• **What to work on**
Exactly as written, repeat all of the records below.

════════════════════

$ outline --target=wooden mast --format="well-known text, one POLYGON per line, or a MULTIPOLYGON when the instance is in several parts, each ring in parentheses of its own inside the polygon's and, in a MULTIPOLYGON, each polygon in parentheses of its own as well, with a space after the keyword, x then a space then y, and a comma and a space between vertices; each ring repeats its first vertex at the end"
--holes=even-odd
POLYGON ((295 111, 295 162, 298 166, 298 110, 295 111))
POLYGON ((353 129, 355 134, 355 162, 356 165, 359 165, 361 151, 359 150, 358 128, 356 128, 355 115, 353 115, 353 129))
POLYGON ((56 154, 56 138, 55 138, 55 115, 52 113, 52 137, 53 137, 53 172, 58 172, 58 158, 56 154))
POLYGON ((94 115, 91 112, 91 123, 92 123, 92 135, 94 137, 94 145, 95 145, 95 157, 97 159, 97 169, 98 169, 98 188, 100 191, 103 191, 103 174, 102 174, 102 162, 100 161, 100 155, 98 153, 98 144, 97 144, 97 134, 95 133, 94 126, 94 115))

════════════════════

• **Result**
$ outline --target=wooden mast --format="well-known text, one POLYGON per line, or a MULTIPOLYGON when the instance is in several parts, each ring in parentheses of its own inside the polygon's and, in a MULTIPOLYGON, each polygon in parentheses of its own as well, with a space after the keyword, x then a space then y, and a comma and a space between vertices; each ring repeats its first vertex at the end"
--holes=even-odd
POLYGON ((295 111, 295 162, 298 166, 298 110, 295 111))
POLYGON ((353 129, 355 134, 355 162, 356 165, 359 165, 361 151, 359 150, 358 128, 356 128, 355 115, 353 115, 353 129))
POLYGON ((56 154, 56 138, 55 138, 55 115, 52 113, 52 137, 53 137, 53 172, 58 172, 58 158, 56 154))
POLYGON ((94 115, 91 112, 91 123, 92 123, 92 135, 94 137, 94 145, 95 145, 95 157, 97 159, 97 169, 98 169, 98 188, 100 191, 103 191, 103 174, 102 174, 102 162, 100 161, 100 155, 98 153, 98 144, 97 144, 97 134, 95 133, 94 126, 94 115))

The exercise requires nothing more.